Menurut pendapat madzhab syafi’i dan
juga pendapat mayoritas ulama’ seorang muslim diharamkan mengucapkan salam bagi
orang kafir, berdasarkan hadits yang diriwayatkan oleh Abu Hurairrah
radhiyallahu ‘anhu, ia berkata, bahwasanya Rasulullah shallallahu ‘alaihi
wasallam bersabda:
لَا تَبْدَءُوا الْيَهُودَ وَلَا النَّصَارَى
بِالسَّلَامِ
“Janganlah
kalian memulai ucapan salam pada orang yahudi dan nasrani”. (Shahih Muslim,
no.2167).[1]
Sedangkan apabila orang kafir
mengucapkan salam pada orang muslim maka diwajibkan menjawabnya, namun dengan
hanya mengucapkan “wa’alaikum” (dan semoga bagi kalian). Hukum ini didasarkan
pada hadits yang diriwayatkan oleh Anas bin Malik, ia berkata, bahwasanya
Rasulullah shallallahu ‘alaihi wasalam bersabda:
إِذَا سَلَّمَ عَلَيْكُمْ أَهْلُ الْكِتَابِ
فَقُولُوا وَعَلَيْكُمْ
Apabila orang ahlu kitab mengucapkan
salam bagi kalian, maka jawablah “wa’alaikum”. (Shahih Bukhari, no.6258 dan
Shahih Muslim, no.2163).
Maksud dari
jawaban tersebut sesuai dengan tujuan orang kafir tersebut:
o
Apabila ia mengucapkan salam dengan maksud agar orang
islam tersebut mendapatkan keselamatan, maka maksud jawaban dari muslim
tersebut adalah “semoga orang kafir tersebut masuk islam”, sebab hanya dengan
masuk islam ia mendapatkan keselamatan.

**Data yang Diberikan**
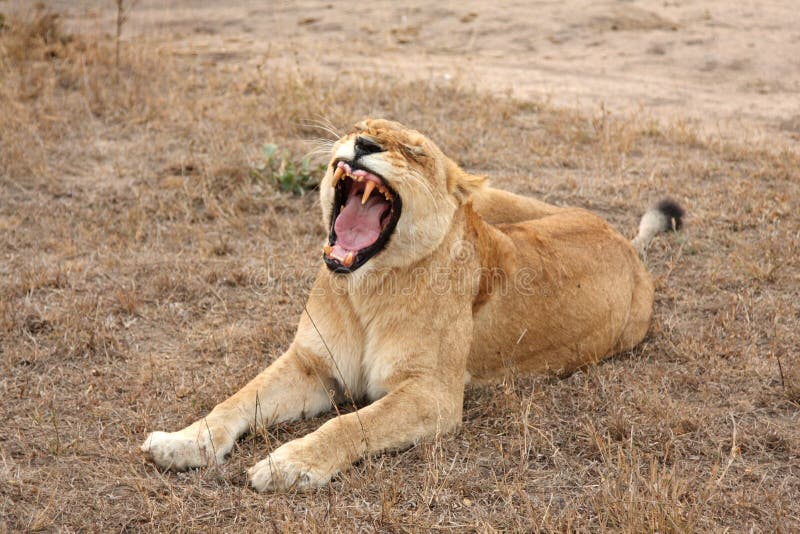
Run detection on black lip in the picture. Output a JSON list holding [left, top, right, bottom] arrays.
[[322, 159, 403, 274]]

**Yang Harus Dikerjakan**
Terjemahkan ke dalam bahasa Inggris kalimat berikut dari teks tentang hukum mengucapkan salam kepada orang kafir: "Sedangkan apabila orang kafir mengucapkan salam pada orang muslim maka diwajibkan menjawabnya, namun dengan hanya mengucapkan “wa’alaikum” (dan semoga bagi kalian)."

**Hasil Latihan Ini**
Meanwhile, if a disbeliever says the salam to a Muslim, it is obligatory to answer it, but only by saying “wa’alaikum” (and may it be upon you).